■ **COMPLETE THE FOLLOWING**:
[A] Using the Bilbao travel text, answer each question:
(i) Besides Bilbao, which two cities have Guggenheim galleries?
(ii) From what century is the Basque farmhouse at Museo Chillida-Leku?
(iii) Which airport did Evan pass through briefly?
[B] Copy word for word the part of the Bilbao travel text from "And the meals...ah, too" up to and including "through Madrid airport.".

■ **SOURCE TEXT**:
BEGIN
The next day we betook ourselves to another region of “Spain” that insists on inverted commas, the Basque Country, el pais vasco. Here we enjoyed the hospitality of good friends. “What will we do in Bilbao?” Evan asked. “We will spend hours and hours eating excellent food and drinking excellent wine”, I replied, and I was entirely correct. But first – the architecture. Off we went to the Guggenheim, Frank Gehry’s very original building which is one of the three Guggenheim modern art galleries (the others being in New York – think Frank Lloyd Wright – and Venice). The Guggenheim has transformed Bilbao from an industrial port city to a gentrified tourist destination, bringing changes which are not universally popular with all locals, but which certainly give the small city a great deal of appeal. It stands on the river bank where there used to be docks, its titanium tiles glowing golden, and it incorporates a passing bridge (now painted a vivid red colour). I am a fan of the soaring atrium indoors, and the way in which the interior mirrors the crazy lines of the exterior. There is barely a functional feature in the whole place. As Evan pointed out, it is not as large as you might expect, as it sits on the riverbank respecting the height of nearby 19th century buildings (unlike an enormous silver tower block which is presently under construction nearby).
But enough of architecture – moving on to sculpture, the next day we were taken on a road trip towards San Sebastian, and a visit to Museo Chillida-Leku, a sculpture park exhibiting the work of Basque artist Eduardo Chillida. The site also includes an old (16th century) Basque farmhouse which has been restored as a gallery. The smaller pieces inside - including some exquisite illustrated philosophy texts! – were especially appealing. Chillida is best known for his monumental wrought steel sculptures, many of which dot public spaces throughout the Basque Country, and “Spain”.
And the meals...ah, too long to describe in full, suffice to say the food was light, delicious, sophisticated and required several hours per meals to do it justice. We slipped easily into “Spanish time”, aided by a long sleep-in on Sunday. But Monday was time to journey home, with Evan never actually visiting Spain-without-inverted-commas, unless you count a brief transit through Madrid airport.
END
■ **RECORD EXCERPTS**:
BEGIN
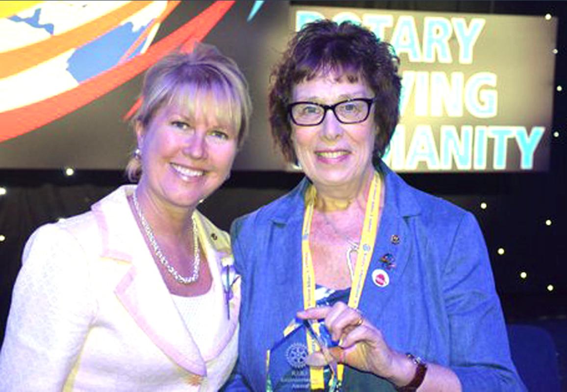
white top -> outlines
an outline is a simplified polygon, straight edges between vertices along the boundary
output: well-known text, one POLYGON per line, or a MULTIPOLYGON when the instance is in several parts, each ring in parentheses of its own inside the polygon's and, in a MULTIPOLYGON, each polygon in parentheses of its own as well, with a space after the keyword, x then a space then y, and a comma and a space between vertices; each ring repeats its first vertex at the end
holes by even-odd
MULTIPOLYGON (((228 378, 236 360, 240 279, 230 319, 223 302, 199 317, 223 320, 210 333, 215 344, 201 350, 138 228, 126 199, 134 188, 121 187, 28 241, 0 351, 2 392, 212 391, 228 378)), ((230 237, 196 218, 213 282, 220 282, 232 262, 230 237)), ((219 287, 210 297, 222 301, 219 287)))

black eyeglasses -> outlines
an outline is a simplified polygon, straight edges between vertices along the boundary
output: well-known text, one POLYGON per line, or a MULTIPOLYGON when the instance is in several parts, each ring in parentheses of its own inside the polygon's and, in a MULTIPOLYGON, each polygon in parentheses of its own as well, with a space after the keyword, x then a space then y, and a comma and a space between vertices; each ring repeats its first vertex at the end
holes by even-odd
POLYGON ((327 111, 331 109, 339 122, 356 124, 362 122, 370 113, 374 98, 356 98, 337 102, 334 105, 323 105, 315 102, 294 102, 287 106, 291 121, 296 125, 319 125, 325 119, 327 111))

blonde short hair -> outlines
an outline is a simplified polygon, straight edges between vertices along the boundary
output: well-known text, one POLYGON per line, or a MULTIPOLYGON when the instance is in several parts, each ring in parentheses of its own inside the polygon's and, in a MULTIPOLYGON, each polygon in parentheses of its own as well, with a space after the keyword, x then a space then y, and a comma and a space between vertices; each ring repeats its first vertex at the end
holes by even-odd
MULTIPOLYGON (((163 107, 183 108, 189 116, 197 110, 213 113, 219 123, 238 130, 238 147, 248 134, 252 103, 248 82, 231 58, 215 46, 197 44, 189 53, 163 57, 146 73, 142 103, 132 120, 145 128, 163 107)), ((142 165, 132 154, 126 167, 132 182, 139 179, 142 165)))

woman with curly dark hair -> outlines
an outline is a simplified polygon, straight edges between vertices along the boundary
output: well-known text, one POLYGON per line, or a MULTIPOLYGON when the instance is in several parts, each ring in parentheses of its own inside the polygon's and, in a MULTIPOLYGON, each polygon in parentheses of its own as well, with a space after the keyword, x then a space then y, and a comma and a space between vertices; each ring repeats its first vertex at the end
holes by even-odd
POLYGON ((399 59, 359 25, 295 35, 269 93, 276 143, 306 178, 237 220, 238 373, 260 390, 524 389, 469 212, 381 161, 399 59))

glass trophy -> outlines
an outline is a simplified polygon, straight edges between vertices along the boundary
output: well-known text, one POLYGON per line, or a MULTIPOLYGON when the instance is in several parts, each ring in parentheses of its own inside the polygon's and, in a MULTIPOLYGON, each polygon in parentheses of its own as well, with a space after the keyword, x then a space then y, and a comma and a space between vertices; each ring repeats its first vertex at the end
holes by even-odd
END
■ **YOUR WRITTEN ANSWERS**:
[A]
(i) New York and Venice
(ii) The 16th century
(iii) Madrid airport

[B]
And the meals...ah, too long to describe in full, suffice to say the food was light, delicious, sophisticated and required several hours per meals to do it justice. We slipped easily into “Spanish time”, aided by a long sleep-in on Sunday. But Monday was time to journey home, with Evan never actually visiting Spain-without-inverted-commas, unless you count a brief transit through Madrid airport.